Below are records; count the lines that hold the string "green" and give only the count.

==== MATERIALS PROVIDED

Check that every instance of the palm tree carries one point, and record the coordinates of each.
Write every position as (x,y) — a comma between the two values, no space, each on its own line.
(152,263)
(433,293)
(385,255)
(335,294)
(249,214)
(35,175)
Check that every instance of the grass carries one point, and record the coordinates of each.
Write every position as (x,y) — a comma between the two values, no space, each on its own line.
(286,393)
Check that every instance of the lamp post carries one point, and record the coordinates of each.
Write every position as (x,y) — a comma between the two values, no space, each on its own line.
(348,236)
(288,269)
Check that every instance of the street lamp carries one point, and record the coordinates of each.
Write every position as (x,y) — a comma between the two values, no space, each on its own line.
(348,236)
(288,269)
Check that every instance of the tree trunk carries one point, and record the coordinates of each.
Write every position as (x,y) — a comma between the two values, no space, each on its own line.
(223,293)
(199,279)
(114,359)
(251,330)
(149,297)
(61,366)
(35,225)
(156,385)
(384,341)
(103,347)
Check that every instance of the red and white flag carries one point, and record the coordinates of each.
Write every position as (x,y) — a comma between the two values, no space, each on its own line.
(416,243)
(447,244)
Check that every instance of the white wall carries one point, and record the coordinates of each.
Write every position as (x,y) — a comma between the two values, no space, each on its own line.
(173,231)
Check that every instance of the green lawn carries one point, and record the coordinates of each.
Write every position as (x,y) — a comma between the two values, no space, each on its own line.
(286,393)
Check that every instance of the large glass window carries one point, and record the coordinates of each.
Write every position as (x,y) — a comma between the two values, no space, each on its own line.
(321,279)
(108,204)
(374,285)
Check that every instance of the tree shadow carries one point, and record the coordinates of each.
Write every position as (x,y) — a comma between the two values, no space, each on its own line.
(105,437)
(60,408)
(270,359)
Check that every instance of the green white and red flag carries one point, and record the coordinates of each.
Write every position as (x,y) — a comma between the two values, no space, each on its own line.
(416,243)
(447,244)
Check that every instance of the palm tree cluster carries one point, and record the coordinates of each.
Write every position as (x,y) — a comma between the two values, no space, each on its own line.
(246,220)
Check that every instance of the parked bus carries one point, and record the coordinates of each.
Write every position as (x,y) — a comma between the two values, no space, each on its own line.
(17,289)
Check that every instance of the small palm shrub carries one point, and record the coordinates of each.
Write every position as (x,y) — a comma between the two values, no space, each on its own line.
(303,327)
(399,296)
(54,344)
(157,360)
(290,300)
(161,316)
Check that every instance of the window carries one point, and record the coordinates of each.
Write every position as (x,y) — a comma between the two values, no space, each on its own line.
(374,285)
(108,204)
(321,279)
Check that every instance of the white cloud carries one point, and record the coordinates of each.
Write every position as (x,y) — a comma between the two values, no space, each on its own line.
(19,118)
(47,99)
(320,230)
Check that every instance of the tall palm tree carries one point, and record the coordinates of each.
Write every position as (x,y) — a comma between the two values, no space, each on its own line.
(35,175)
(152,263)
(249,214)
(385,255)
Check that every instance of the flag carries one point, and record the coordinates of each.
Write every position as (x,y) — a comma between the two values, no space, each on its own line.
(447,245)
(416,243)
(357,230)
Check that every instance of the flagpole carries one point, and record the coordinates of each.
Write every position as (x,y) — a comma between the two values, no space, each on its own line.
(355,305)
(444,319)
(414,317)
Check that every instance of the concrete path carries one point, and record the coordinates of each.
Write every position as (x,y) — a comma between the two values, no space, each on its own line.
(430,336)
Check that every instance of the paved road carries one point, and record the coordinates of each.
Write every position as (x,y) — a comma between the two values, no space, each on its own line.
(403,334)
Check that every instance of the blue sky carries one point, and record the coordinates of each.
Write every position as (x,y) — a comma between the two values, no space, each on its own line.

========

OUTPUT OF THE TASK - 2